SCHRIFTLICHE ANWEISUNG 1:
Schreibe aus dem folgenden Text über Horrorfilme die Passage von "Die Tränen, die" bis "größte Angst bereitete." noch einmal ab und tausche dabei "Kinogänger" gegen "Filmfreunde" aus.

Die Tränen, die man im Kino vergießt, empfindet man oft als erzwungen, hinterher vergisst man den Anlass erstaunlich schnell. Mit den besten Witzen verhält es sich allerdings ähnlich. Am nachhaltigsten beeindruckt der Schock, der Schrecken, die Angst. Nur vermeintlich teilen sich die Kinogänger in zwei Gruppen auf, in solche, die mit Horrorfilmen etwas anfangen können und solche, die nicht einsehen, warum sie ein Ticket kaufen sollten, um das Fürchten gelehrt zu bekommen. In Wahrheit nämlich hat jeder Kinobesucher in bester Erinnerung, welcher Film ihm einst die größte Angst bereitete.
Die Masse an Zuschauern, die sich vor den Turiner Kinos scharte, um die Filme der so genannten Masters of Horror zu sehen, fiel auf jeden Fall durch nichts anderes auf als durch ihre gute Laune. Vollkommen unaggressiv, zivilisiert und geduldig warteten sie Abend für Abend in winterlicher Kälte darauf, eingelassen zu werden. Horrorfilmfans, so der Augenschein, zeichnen sich durch größte Friedfertigkeit aus.

SCHRIFTLICHE ANWEISUNG 2:
Zähle die Zeilen der Liste unten, in denen die Zeichenfolge "gray" vorkommt, wobei Groß- und Kleinschreibung beachtet wird. Gib nur die Anzahl an.

GESPEICHERTE ZEILEN:
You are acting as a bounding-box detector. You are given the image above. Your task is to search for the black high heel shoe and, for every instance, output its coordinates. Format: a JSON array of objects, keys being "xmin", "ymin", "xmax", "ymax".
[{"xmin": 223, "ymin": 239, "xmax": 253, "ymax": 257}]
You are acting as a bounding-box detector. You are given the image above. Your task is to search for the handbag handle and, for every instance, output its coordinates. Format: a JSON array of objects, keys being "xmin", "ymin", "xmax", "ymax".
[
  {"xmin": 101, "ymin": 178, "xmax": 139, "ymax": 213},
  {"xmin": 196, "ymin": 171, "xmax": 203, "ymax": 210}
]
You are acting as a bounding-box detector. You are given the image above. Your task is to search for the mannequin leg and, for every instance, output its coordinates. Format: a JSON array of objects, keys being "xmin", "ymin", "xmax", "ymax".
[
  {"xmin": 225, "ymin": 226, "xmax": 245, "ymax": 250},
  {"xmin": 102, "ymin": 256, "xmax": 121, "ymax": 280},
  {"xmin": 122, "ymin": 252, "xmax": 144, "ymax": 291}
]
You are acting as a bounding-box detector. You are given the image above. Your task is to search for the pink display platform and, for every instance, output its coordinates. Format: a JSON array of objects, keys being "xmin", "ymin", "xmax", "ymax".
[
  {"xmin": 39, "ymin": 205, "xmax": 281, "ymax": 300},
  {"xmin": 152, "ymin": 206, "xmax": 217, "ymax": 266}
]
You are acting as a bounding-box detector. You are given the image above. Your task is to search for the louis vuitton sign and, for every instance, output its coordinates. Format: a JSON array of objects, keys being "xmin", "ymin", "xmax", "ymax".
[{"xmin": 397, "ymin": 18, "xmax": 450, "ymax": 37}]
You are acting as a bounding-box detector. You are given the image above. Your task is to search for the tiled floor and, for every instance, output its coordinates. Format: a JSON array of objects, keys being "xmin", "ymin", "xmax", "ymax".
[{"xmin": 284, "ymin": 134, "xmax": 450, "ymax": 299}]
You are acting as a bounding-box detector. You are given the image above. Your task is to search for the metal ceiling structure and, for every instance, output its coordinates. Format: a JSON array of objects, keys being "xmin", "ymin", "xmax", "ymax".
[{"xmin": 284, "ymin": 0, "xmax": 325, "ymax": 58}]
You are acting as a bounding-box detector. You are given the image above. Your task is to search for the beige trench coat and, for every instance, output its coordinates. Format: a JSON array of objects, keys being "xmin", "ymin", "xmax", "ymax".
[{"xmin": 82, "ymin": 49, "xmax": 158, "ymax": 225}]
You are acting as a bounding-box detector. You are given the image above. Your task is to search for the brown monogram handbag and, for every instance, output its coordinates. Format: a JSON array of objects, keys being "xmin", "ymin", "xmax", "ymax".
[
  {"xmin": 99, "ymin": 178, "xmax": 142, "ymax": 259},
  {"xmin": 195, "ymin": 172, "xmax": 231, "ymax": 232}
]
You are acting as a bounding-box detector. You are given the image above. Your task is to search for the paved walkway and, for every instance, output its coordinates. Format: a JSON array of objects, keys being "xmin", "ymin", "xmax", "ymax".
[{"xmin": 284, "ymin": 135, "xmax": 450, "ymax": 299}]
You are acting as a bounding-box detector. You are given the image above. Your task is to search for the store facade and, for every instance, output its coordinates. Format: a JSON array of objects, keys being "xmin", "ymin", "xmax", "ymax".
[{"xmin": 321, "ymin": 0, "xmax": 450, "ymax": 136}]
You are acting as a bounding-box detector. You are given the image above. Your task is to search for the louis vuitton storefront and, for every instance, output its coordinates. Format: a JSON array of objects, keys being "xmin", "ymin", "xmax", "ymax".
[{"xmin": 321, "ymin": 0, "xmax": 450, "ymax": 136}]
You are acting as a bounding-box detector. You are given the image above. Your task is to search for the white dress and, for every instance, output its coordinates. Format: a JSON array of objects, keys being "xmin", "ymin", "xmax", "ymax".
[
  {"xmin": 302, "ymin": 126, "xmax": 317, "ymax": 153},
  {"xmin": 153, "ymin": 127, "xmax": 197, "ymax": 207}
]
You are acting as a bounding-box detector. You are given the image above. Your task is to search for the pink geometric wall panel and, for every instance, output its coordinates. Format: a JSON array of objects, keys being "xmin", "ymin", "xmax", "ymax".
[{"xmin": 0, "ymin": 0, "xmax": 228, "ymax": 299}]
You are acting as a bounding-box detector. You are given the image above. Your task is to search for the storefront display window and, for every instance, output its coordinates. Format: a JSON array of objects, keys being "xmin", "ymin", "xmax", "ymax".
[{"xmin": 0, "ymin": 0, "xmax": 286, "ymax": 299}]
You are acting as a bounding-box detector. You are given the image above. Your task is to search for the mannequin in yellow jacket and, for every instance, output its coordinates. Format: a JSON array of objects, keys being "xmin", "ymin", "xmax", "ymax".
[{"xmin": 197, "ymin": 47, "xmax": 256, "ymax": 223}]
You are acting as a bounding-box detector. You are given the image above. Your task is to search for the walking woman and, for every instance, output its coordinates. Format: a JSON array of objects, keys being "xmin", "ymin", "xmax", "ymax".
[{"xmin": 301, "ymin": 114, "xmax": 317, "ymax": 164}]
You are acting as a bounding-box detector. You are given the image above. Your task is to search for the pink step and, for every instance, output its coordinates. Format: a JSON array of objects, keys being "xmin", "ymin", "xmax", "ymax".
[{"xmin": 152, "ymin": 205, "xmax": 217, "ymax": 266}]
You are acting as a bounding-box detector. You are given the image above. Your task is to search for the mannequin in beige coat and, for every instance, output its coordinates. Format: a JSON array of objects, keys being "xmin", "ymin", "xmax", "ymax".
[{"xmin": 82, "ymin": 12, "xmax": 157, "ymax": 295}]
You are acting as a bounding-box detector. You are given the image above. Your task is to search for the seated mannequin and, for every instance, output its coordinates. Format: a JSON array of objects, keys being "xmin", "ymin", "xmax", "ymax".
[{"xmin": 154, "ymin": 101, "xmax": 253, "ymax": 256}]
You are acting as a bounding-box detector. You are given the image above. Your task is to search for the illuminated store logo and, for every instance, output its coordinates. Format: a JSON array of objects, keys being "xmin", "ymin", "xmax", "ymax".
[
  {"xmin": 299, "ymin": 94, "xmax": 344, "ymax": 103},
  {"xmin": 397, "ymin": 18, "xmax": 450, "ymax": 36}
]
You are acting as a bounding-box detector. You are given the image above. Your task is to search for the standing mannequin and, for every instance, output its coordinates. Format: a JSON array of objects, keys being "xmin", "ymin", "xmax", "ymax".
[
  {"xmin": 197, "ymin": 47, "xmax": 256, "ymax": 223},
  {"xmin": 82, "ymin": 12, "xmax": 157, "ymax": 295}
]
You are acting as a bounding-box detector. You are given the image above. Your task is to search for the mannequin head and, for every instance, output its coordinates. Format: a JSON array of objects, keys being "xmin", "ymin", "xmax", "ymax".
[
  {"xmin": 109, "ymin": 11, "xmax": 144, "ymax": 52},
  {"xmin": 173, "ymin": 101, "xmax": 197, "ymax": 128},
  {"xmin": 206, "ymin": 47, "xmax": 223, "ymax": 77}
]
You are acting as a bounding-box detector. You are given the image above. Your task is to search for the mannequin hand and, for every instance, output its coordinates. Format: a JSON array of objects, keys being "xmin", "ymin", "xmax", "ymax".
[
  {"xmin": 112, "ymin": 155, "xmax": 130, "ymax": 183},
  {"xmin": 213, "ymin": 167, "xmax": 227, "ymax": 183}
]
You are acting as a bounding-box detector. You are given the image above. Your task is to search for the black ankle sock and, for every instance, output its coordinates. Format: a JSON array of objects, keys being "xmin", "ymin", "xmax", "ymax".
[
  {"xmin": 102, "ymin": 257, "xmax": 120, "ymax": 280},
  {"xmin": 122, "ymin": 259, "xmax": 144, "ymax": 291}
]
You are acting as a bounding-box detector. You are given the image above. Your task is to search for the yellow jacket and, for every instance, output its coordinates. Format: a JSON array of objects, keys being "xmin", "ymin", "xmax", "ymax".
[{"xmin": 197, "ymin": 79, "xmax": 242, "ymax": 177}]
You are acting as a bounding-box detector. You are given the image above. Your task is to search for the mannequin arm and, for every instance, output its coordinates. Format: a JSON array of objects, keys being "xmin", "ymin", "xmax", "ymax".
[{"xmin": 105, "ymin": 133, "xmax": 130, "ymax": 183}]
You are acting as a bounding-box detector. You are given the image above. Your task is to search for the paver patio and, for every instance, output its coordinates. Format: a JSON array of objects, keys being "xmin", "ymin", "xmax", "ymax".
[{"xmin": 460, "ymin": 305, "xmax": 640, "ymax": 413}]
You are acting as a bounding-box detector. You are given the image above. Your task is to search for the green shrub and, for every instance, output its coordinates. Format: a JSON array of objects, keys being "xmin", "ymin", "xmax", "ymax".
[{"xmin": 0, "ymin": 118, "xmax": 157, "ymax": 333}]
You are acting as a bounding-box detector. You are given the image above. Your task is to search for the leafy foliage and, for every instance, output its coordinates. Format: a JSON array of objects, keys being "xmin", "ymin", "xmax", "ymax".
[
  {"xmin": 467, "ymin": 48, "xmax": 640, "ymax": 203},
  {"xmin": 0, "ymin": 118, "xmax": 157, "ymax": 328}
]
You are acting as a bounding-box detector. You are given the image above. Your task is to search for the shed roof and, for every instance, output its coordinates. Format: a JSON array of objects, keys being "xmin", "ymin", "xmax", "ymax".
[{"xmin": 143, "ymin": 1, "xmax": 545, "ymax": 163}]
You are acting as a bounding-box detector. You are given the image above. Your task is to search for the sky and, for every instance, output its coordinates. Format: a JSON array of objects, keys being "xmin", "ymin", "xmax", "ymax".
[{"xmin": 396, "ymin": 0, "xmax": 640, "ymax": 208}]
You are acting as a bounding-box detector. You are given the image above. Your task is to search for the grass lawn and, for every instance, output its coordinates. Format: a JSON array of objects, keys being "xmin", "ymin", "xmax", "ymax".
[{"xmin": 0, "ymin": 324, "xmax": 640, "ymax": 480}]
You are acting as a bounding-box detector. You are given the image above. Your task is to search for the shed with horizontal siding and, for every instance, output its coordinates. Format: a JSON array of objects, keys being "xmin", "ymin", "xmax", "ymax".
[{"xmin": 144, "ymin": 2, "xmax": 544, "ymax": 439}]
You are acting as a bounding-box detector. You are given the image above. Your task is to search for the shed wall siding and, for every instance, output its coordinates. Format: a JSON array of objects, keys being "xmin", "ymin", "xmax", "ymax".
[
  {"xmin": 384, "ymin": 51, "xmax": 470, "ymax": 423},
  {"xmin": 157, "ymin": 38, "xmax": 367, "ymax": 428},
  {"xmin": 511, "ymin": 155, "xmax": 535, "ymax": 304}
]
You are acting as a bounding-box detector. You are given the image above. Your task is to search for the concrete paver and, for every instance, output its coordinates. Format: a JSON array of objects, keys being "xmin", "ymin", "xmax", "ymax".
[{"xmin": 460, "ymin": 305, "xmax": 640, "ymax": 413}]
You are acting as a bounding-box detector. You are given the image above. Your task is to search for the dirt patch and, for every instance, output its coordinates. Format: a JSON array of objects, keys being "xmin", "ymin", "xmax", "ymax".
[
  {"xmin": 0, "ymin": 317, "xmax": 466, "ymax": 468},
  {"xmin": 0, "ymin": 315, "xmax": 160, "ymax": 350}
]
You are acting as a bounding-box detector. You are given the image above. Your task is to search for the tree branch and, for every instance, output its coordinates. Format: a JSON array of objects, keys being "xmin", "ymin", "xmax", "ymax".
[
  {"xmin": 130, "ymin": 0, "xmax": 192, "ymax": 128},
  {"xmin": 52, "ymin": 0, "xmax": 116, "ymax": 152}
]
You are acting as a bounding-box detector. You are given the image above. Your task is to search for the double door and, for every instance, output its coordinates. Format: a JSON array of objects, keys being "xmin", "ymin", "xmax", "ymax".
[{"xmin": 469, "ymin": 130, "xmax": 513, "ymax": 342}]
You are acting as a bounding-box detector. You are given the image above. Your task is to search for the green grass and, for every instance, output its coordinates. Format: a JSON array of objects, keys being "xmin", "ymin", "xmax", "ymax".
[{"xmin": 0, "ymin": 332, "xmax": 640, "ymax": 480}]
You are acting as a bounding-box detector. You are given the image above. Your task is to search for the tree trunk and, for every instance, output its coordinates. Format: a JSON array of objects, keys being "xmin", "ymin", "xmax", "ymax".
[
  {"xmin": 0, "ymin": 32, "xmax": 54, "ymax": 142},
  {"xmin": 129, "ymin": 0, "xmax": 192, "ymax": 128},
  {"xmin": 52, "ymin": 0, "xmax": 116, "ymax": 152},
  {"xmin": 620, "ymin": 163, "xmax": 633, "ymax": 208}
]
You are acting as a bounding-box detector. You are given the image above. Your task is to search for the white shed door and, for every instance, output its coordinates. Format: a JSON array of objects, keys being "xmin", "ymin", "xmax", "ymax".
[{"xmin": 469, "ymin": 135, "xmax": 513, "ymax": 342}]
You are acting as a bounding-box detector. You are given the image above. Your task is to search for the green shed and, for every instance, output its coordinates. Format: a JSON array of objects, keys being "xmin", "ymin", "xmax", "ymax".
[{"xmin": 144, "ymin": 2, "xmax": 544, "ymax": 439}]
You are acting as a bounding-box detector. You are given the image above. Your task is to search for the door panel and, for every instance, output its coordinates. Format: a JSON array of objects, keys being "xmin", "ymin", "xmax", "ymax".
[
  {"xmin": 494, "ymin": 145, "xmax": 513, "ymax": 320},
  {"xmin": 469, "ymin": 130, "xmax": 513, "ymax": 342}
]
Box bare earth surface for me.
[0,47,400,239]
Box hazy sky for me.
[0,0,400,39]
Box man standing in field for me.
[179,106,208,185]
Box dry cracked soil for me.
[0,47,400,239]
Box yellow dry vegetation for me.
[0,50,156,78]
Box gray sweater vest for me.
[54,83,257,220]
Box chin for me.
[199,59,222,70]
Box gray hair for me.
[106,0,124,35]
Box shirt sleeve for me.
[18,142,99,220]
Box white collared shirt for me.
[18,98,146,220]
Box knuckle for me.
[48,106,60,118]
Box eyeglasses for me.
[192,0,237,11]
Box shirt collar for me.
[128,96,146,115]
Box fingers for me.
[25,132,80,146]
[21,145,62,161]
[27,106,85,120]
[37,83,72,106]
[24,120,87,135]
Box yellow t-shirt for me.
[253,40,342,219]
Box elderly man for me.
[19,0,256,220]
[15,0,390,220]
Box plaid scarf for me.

ERGEBNIS DER AUFGABE 1:
Die Tränen, die man im Kino vergießt, empfindet man oft als erzwungen, hinterher vergisst man den Anlass erstaunlich schnell. Mit den besten Witzen verhält es sich allerdings ähnlich. Am nachhaltigsten beeindruckt der Schock, der Schrecken, die Angst. Nur vermeintlich teilen sich die Filmfreunde in zwei Gruppen auf, in solche, die mit Horrorfilmen etwas anfangen können und solche, die nicht einsehen, warum sie ein Ticket kaufen sollten, um das Fürchten gelehrt zu bekommen. In Wahrheit nämlich hat jeder Kinobesucher in bester Erinnerung, welcher Film ihm einst die größte Angst bereitete.

ERGEBNIS DER AUFGABE 2:
2